Meanwhile, the proposed rule providing a safe harbour for assets transferred by a federally insured credit union in connection with a securitisation or a participation aims to promote investor confidence and a level playing field for credit unions to sponsor securitisations. Comments on both proposed rules must be received within 60 days of publication in the Federal Register.
The NCUA also proposed a rule to assist underwater borrowers by allowing federally insured credit unions to refinance or modify real estate loans without obtaining an additional appraisal in markets where home prices have declined. The rule would eliminate the current duplicative requirement that federal credit unions provide members copies of appraisals for loans secured by a first lien on a dwelling, as recently finalised Consumer Financial Protection Bureau regulations also require credit unions provide copies of such appraisals.
News Round-up
CDO

CDO auction lined up
An auction has been scheduled for Sunrise CDO I on 15 July. The collateral shall only be sold if the proceeds are greater than or equal to the auction call redemption amount.
News Round-up
CDO

Trups teamwork to raise recoveries
Coordination among US Trups CDO investors and legal enforcement of their claims through involuntary bankruptcies may improve the prospects for better recoveries on distressed Trups issuers, says Fitch. As bankruptcies result in significantly worse outcomes for bank managers and owners, more out-of-court settlements with better recoveries for Trups holders are likely.
The last two months have seen two involuntary bankruptcy petitions filed by managers of Trups CDOs. A filing against American Bancorp was filed jointly by managers of Alesco Preferred Funding II, XV and XVI, while there was also a filing against Trapeze Capital Management in relation to Trapeza CDO XII.
In both CDOs, the debtors had been deferring their interest payment on Trups for longer than the maximum allowed deferral period of 20 consecutive payments, providing the basis for involuntary bankruptcy petitions by the CDO managers. American Bancorp is better capitalised and may result in higher recoveries and Fitch says the best outcome for Trups holders would most likely be a quick sale of an operating bank subsidiary that would minimise disruptions of the bank operations.
There has been a rise in cures and a significant slowdown in deferrals and defaults across the Fitch-rated Trups CDO universe, although a significant balance of issuers continue to defer. Fitch estimates that US$2.6bn of currently deferring bank issuers could reach their deferral limit in the next six years and many have written agreements with banking regulators that prohibit them from making distributions on Trups.
◆ ◆ ◆ ◆
• List of tasks:
1: Answer these from the news round-up:
(a) Within how many days of publication in the Federal Register must comments on the two proposed rules be received?
(b) On what date is the auction for Sunrise CDO I scheduled?
(c) What is the maximum allowed deferral period on Trups?
2: Write the next part of the news round-up, starting after its final sentence.

(Object point labels)
◆ ◆ ◆ ◆
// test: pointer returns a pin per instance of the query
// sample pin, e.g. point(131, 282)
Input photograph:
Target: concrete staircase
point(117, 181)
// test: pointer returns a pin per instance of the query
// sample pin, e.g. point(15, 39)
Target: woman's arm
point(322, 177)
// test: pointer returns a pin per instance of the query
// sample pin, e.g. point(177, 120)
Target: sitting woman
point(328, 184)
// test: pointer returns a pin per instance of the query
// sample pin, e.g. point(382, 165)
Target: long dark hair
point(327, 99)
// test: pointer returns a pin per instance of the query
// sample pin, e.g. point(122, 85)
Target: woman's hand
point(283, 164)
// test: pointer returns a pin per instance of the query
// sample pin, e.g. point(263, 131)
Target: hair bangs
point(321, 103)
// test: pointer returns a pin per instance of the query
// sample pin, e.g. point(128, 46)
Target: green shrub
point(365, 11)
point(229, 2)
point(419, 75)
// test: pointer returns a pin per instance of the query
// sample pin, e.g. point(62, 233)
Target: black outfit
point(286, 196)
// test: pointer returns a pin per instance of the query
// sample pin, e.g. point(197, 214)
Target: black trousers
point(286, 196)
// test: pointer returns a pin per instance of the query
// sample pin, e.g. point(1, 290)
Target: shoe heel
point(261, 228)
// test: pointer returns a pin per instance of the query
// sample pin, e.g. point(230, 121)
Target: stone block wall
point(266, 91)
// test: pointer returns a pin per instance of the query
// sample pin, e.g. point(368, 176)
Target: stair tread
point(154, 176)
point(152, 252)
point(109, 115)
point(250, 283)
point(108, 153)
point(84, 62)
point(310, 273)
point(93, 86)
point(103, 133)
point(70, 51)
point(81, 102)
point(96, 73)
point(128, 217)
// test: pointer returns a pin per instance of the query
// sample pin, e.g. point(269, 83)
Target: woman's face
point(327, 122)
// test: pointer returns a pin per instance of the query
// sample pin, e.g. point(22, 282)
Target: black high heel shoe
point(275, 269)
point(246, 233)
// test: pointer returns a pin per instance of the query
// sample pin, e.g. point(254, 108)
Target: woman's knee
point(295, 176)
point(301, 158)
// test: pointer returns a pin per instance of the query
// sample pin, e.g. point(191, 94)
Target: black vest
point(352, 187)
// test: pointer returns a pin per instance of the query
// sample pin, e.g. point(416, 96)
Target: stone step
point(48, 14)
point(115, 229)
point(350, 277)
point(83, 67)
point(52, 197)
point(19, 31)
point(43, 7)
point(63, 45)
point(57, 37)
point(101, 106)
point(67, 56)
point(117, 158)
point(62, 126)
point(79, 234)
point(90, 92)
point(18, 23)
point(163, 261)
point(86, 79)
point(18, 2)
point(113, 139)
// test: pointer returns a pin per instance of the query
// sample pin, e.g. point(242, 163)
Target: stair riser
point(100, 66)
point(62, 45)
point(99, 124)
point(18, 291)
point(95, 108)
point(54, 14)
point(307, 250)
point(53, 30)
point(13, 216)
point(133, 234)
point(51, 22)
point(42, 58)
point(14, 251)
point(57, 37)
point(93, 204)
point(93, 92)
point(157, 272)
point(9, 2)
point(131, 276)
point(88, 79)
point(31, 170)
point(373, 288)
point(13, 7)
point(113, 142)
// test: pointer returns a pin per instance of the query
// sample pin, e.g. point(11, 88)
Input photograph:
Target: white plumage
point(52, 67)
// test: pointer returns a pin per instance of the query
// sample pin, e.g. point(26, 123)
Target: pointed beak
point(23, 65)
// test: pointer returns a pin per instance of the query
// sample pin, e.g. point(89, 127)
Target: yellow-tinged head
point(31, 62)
◆ ◆ ◆ ◆
• Outputs:
1:
(a) Within 60 days.
(b) 15 July.
(c) 20 consecutive payments.

2:
News Round-up
CDO

FDIC to auction Trups CDOs
The FDIC intends to offer for sale its interests in certain Trups CDOs through a series of auctions. These auctions are anticipated to commence around the week of 14 July. Interested bidders must first become qualified bidders through an application to the FDIC.
News Round-up
CDS

Argentina CDS trigger event considered
ISDA's determinations committee has been asked whether a recent announcement by the Argentinean government could have triggered CDS on the country. Argentinean economy minister Axel Kicillof last week declared the sovereign would not make certain interest payments on 30 June.
The question has been asked on behalf of a CDS holder which was scheduled to terminate last Friday. The CDS holder maintains that the determinations committee should resolve an event that constitutes a potential repudiation/moratorium has occurred, thus establishing that a repudiation/moratorium extension condition has been satisfied.
News Round-up
CMBS

Kyo-Ya leverage eyed
Fitch says that the most recent financing of the Kyo-Ya hotel portfolio, a little more than a year after its last refinancing, demonstrates the increasing leverage being offered by US CMBS lenders. The higher debt levels associated with the COMM 2014-KYO transaction - which was initially reviewed, but ultimately not rated by the agency - combined with a reduced collateral pool compared to last year's transaction, a management transition and potentially peak performance would likely have resulted in Fitch assigning lower subordinate bond ratings.
Total debt in the new CMBS transaction stands at US$300m above last year's refinancing, taking advantage of a significant up-tick in net cashflow over the past year, despite the removal of the 1,142-room Sheraton Princess Kaiulani from the pool. Although the Princess Kaiulani was the weakest property in the previous pool, the increase in total debt and the reduction in supporting collateral should give investors pause, Fitch warns.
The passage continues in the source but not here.